The task.
Swap "picture" for "image" in everything from the line containing "Isolate lupine stem" down to the end of the items. Write out only those lines, with nothing else changed.

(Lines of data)
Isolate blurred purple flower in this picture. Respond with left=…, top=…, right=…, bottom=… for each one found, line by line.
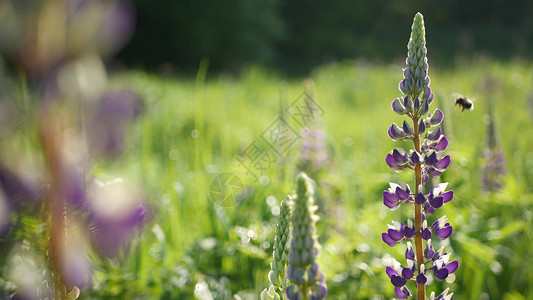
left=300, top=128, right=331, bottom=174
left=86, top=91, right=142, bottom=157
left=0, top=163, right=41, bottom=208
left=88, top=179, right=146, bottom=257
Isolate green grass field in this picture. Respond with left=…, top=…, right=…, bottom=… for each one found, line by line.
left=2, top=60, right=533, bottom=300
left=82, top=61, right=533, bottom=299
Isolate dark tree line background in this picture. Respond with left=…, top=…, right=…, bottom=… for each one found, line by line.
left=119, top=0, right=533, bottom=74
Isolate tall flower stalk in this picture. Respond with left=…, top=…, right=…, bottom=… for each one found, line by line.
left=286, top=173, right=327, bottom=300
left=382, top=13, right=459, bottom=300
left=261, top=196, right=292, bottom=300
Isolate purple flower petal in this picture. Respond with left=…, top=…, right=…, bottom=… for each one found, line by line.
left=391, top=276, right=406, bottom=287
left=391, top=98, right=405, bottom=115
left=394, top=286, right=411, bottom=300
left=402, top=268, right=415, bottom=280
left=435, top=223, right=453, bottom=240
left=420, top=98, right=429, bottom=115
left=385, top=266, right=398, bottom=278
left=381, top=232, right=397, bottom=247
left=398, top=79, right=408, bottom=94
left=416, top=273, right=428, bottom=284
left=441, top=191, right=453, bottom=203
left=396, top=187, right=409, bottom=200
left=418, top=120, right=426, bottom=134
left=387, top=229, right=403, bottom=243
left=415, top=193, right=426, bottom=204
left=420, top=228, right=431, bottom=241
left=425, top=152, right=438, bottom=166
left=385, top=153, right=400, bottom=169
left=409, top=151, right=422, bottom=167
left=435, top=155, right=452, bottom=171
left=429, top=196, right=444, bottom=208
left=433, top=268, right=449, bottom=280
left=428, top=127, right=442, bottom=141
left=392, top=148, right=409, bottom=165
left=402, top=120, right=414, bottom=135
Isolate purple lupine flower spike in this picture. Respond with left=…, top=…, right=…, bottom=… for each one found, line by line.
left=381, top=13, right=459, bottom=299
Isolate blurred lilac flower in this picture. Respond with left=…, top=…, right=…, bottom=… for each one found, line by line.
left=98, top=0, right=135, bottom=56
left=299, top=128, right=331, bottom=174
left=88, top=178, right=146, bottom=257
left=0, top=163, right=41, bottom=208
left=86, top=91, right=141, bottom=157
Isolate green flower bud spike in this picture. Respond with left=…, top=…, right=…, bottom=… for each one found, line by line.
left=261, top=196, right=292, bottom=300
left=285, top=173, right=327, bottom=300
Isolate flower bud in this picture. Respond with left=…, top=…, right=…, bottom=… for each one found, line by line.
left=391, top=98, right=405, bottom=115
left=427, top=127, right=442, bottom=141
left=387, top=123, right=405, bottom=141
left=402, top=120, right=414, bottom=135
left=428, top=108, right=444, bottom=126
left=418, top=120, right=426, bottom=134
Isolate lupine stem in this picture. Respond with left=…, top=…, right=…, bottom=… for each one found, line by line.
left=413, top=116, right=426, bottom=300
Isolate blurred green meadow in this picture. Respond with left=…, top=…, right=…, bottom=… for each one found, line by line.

Solved exercise.
Isolate lupine stem in this image. Respond with left=…, top=…, right=…, bottom=… for each one found, line by line.
left=413, top=116, right=426, bottom=300
Isolate blurred green meadow in this image. Respond with left=…, top=…, right=…, bottom=… for each one found, line by line.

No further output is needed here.